- The Washington Times - Monday, November 1, 2004

From combined dispatches

LITTLE ROCK, Ark. — Former President Bill Clinton returned to his native Arkansas yesterday, saying Republicans were trying to drive a wedge through the American heartland with social issues.

“Let’s be frank about it. Out in the country, they are wearing us out with guns and gay marriage. It’s a load of bull,” said Mr. Clinton, who hasn’t lived in the state since 1992 and moved to Chappaqua, N.Y., after leaving the White House in 2001.

“A lot of people died for the right to vote, and I don’t want to be rolled by people staying home from the polls that shouldn’t be,” Mr. Clinton told a crowd of about 3,000 gathered at a civic arena.

He said Republicans were trying to mislead the public about the positions on key issues of Democratic presidential candidate Sen. John Kerry.

On guns, Mr. Clinton said, Mr. Kerry wants to reinstate the ban on so-called assault weapons that expired earlier this year, and wants enforcement of the Brady Law provisions requiring background checks and a waiting period for handgun purchases.
※
* [GIVEN INSTRUCTION]
Copy the passage of the news report on Bill Clinton's Arkansas visit starting at "LITTLE ROCK, Ark." and ending at "House in 2001.".

Records contained in a dataset
※
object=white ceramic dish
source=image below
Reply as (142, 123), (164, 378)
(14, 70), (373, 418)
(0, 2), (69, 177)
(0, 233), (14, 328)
※
* [WRITTEN SOLUTION]
LITTLE ROCK, Ark. — Former President Bill Clinton returned to his native Arkansas yesterday, saying Republicans were trying to drive a wedge through the American heartland with social issues.

“Let’s be frank about it. Out in the country, they are wearing us out with guns and gay marriage. It’s a load of bull,” said Mr. Clinton, who hasn’t lived in the state since 1992 and moved to Chappaqua, N.Y., after leaving the White House in 2001.